# Source excerpt:

★ ★ ★ ★ ★ ★ ★

BRITE Relaunch: A Liquid Phase Process for Graphene Manufacturing

$6.5M USD

Funder National Science Foundation (US)
Recipient Organization Brown University
Country United States
Start Date Jan 01, 2022
End Date Dec 31, 2024
Duration 1,095 days
Number of Grantees 1
Roles Principal Investigator
Data Source National Science Foundation (US)
Grant ID 2135687
Grant Description

This award is funded in whole or in part under the American Rescue Plan Act of 2021 (Public Law 117-2).

Remarkable materials can be engineered from carbon. Fullerenes, carbon nanotubes, and most recently graphene have garnered huge interest due to their special chemical, optical, magnetic, and mechanical properties. Whether it is protecting metals from corrosion or enabling the next generation of lightweight and strong plastics, these new carbon materials are poised to enable a greener and more sustainable society.

★ ★ ★ ★ ★ ★ ★

# Records:
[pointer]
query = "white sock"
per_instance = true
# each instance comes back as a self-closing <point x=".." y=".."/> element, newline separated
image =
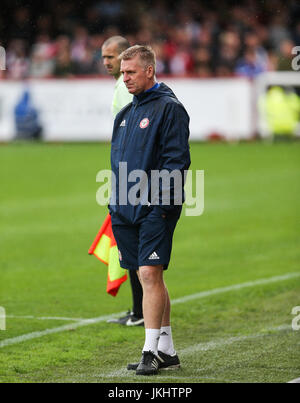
<point x="151" y="341"/>
<point x="165" y="344"/>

★ ★ ★ ★ ★ ★ ★

# Set problem:
From the graphene grant text above, reproduce the passage that begins with the words containing "Remarkable materials can" and ends with "more sustainable society.", character for character.

# Exercise output:
Remarkable materials can be engineered from carbon. Fullerenes, carbon nanotubes, and most recently graphene have garnered huge interest due to their special chemical, optical, magnetic, and mechanical properties. Whether it is protecting metals from corrosion or enabling the next generation of lightweight and strong plastics, these new carbon materials are poised to enable a greener and more sustainable society.